### Exercise goal
Continue the article about the film "Nightmare Alley," picking up after its final sentence.

### Study text
•••

Guillermo del Toro delves into film noir with star-studded new movie
Cate Blanchett (L) as Dr. Lilith Ritter and Bradley Cooper as Stanton Carlisle, in a scene from the film "Nightmare Alley." (20th Century Studios via dpa)


Director Guillermo del Toro famous for his fantasy worlds, loves his mythical creatures, monsters and weird outsiders, and now he is taking on the film noir genre with "Nightmare Alley," a thriller with Bradley Cooper, Cate Blanchett and Rooney Mara.

Del Toro recently charmed audiences with "Shape of Water," a visually stunning love story between a mute cleaning lady and a mysterious water creature trapped in a laboratory. The film won four Oscars in 2018, including Best Picture and Director.

Del Toro, also known for "Hellboy" and "Pan's Labyrinth," now brings his signature style into a new genre. The noir thriller "Nightmare Alley" is a remake of the eponymous novel by U.S. author William Lindsay Gresham (1909-1962), first filmed in 1947 with Tyrone Power.

In this version, Del Toro gives us a star-studded cast: Bradley Cooper, Cate Blanchett, Toni Collette, Willem Dafoe, Richard Jenkins, Rooney Mara, Ron Perlman and David Strathairn.

It is the first starring role for Cooper after the musical romantic Western "A Star Is Born" in 2018. Now, cast as a sly crook in "Nightmare Alley," he may be playing the coldest-blooded character in his career.

Rooney Mara (L) as Molly Cahill and Bradley Cooper as Stanton Carlisle, in a scene from the film "Nightmare Alley." (20th Century Studios via dpa)

Cooper transforms himself into poor drifter Stan, who hires himself out as a showman at a fair in the late 1930s.

There he watches a pair of psychics – played by Toni Collette and David Strathairn – manipulate their audiences, posing as a medium who can seemingly contact the dead.

Stan falls in with circus girl Molly, played by Rooney Mara, then makes a name for himself in wealthy New York society as a seer and medium, together with his devoted girlfriend.

•••

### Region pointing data
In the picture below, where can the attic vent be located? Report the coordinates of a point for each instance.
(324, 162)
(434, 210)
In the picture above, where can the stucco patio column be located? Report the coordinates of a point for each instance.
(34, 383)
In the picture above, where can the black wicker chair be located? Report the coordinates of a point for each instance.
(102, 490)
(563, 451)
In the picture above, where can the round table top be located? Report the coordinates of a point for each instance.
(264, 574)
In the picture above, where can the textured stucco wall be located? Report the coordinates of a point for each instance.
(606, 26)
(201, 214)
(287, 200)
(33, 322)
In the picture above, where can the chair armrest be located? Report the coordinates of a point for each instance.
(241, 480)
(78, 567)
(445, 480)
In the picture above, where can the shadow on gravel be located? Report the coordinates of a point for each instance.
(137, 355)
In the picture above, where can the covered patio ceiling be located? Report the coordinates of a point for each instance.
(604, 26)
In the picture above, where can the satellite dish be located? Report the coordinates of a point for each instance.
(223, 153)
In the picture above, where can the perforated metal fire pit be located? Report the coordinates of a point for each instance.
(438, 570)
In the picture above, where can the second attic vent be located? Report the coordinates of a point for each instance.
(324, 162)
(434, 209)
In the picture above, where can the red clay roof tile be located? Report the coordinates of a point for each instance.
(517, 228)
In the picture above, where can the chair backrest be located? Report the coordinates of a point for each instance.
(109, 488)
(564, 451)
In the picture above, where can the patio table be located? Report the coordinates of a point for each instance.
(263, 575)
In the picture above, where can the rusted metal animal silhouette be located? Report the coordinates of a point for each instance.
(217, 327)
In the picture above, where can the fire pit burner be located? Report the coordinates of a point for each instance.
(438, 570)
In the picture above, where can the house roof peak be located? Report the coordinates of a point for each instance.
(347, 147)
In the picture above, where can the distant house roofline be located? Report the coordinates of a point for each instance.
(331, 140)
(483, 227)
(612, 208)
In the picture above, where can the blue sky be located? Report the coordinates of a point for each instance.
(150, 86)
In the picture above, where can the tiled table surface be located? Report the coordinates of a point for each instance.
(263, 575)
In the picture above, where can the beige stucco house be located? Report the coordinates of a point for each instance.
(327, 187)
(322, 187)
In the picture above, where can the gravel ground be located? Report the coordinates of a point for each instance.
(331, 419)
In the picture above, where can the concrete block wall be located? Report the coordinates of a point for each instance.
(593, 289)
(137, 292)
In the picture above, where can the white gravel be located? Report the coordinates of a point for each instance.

•••

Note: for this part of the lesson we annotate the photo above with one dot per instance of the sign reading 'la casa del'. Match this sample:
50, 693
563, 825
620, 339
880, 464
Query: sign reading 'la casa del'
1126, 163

•••

### Answer box
It is in the city that he meets a cunning psychiatrist, played by Blanchett. She finds him wealthy clients, but in the end becomes his undoing. "I know you're not good. And neither am I," Stan tells his calculating lover.

The ominous comments give us some hint of the bloody carnage and vertiginous fall that follow, artfully directed by Del Toro.

The 1947's "Nightmare Alley" is a gritty black-and-white film that runs for a lean 110 minutes, with all the cold brutality of a film noir.

Contrast that with Del Toro's remake, an indulgent drama that is half an hour longer than the original, with a set that is visually stunning.

In the first half of the film, we discover the colorful, bizarre world of the fair, with little people, giants strong as bears, freaks and a medical chamber of horrors that repels visitors while drawing them in, too.

It's a perfect setting for Del Toro, a director known for enchanting his audiences with fantasy worlds.

"Nightmare Alley" is rightly seen as an Oscar candidate in Hollywood, and the film was picked as one of the 10 best of 2021 by the American Film Institute (AFI). Usually, several AFI picks enter the running for the Best Film Oscar.